Return the lines below that carry the word "bridge".
□ □ □ □ □
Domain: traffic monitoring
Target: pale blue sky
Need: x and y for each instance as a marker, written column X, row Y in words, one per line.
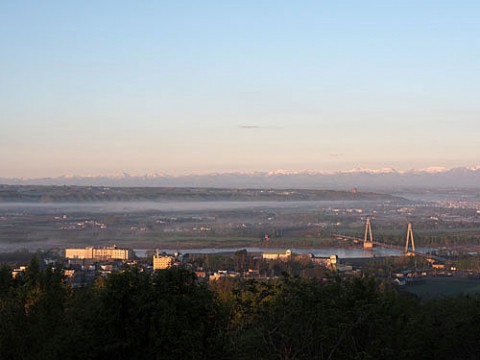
column 105, row 87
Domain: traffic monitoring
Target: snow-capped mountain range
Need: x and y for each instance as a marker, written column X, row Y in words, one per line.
column 431, row 177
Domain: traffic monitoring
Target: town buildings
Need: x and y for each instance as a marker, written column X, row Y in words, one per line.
column 105, row 253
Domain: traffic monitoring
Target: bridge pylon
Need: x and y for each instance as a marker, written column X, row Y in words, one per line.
column 409, row 239
column 368, row 243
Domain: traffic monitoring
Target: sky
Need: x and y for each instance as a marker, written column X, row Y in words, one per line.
column 195, row 87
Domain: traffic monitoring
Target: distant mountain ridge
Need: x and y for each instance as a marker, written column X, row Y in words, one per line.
column 432, row 177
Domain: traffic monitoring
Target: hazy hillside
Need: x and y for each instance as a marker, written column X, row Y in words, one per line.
column 34, row 193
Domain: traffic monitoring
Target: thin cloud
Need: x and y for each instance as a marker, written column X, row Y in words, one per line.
column 336, row 155
column 249, row 127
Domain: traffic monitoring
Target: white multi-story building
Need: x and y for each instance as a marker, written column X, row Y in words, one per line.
column 106, row 253
column 161, row 262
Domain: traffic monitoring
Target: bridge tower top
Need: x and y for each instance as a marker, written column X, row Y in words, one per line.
column 409, row 239
column 368, row 238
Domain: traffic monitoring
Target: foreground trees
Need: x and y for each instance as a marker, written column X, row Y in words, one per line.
column 134, row 315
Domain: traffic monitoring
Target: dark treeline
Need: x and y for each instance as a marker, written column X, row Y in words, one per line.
column 170, row 315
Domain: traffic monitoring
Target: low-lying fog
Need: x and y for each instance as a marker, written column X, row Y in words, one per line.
column 112, row 207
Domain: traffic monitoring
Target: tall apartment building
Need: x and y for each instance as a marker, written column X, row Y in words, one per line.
column 162, row 261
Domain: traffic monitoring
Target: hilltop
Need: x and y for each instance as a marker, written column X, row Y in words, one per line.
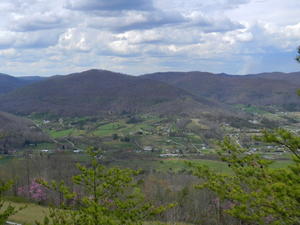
□ □ □ □ □
- **Written reply**
Target: bridge pylon
Target: bridge tower top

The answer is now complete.